* _Data supplied_:

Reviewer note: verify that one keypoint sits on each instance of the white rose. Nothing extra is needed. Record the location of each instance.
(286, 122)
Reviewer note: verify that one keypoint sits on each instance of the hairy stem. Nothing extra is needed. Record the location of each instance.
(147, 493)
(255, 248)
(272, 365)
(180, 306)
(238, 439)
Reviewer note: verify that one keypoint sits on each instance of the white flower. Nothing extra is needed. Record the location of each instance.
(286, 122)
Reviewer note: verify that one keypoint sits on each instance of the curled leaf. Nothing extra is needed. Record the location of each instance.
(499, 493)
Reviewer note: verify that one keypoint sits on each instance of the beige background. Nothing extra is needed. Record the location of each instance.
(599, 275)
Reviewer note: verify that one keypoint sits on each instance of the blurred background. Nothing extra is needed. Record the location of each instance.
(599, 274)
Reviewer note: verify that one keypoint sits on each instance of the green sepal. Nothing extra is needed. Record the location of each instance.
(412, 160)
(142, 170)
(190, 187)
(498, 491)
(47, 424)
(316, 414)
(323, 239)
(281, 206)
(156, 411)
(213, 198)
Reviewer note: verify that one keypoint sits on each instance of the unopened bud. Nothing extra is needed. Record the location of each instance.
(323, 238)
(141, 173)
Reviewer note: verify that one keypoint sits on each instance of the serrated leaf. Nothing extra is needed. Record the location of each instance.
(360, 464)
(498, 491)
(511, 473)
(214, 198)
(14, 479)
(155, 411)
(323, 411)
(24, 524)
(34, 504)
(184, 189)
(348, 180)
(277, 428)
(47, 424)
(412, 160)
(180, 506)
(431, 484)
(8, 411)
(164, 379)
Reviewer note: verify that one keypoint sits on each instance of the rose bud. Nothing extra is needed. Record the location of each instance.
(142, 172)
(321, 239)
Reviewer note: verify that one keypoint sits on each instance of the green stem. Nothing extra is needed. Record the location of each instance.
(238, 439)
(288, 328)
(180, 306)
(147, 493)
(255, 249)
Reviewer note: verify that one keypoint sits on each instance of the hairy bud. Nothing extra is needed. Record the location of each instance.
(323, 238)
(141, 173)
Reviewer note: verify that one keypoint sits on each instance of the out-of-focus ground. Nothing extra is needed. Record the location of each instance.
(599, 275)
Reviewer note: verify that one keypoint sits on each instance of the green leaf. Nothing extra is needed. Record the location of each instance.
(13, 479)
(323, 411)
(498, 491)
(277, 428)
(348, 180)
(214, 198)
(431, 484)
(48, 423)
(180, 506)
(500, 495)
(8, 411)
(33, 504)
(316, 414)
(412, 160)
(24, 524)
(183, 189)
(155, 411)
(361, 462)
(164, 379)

--

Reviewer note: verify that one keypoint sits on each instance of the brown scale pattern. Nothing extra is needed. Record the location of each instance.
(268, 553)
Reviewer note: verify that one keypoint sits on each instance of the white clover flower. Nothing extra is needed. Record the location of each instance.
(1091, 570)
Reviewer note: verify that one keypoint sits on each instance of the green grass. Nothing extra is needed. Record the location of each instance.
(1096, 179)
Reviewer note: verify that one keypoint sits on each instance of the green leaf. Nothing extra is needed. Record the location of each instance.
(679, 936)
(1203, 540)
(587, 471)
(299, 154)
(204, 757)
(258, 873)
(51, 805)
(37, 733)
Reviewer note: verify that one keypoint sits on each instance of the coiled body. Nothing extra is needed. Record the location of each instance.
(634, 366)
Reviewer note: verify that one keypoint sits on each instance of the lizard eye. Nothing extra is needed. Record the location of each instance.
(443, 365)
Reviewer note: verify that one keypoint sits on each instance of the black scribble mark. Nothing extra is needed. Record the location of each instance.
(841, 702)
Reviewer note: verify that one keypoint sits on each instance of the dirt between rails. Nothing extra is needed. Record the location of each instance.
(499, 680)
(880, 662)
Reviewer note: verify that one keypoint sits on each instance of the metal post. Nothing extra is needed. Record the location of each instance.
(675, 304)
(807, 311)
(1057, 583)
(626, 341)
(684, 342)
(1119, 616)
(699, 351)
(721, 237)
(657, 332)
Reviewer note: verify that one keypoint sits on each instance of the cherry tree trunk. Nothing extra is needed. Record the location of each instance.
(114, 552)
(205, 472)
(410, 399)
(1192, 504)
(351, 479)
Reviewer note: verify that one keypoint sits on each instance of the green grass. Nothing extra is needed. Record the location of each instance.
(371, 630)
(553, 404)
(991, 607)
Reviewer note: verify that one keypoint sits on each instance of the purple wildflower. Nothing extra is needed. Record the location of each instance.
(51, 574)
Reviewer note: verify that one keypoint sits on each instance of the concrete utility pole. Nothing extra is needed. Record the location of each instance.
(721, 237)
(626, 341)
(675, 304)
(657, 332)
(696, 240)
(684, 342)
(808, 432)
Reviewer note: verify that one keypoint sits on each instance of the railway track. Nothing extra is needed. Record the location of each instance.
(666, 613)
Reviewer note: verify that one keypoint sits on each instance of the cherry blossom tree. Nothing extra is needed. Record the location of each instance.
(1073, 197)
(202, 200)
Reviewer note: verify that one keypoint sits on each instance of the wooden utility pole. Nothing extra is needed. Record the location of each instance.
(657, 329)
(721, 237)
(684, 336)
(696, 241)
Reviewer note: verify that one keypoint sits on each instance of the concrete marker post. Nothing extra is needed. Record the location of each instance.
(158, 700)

* _Exercise_: Show every line of the data above that contains the word "background". Matches must have the same case.

* _Solution_:
Reviewer note: verify that one keypoint sits on each instance of the beige background. Nothing extra is needed. Record the location of each instance.
Reviewer note: verify that one keypoint sits on each instance of the blurred background. Nothing extra is needed. Record the location of each instance.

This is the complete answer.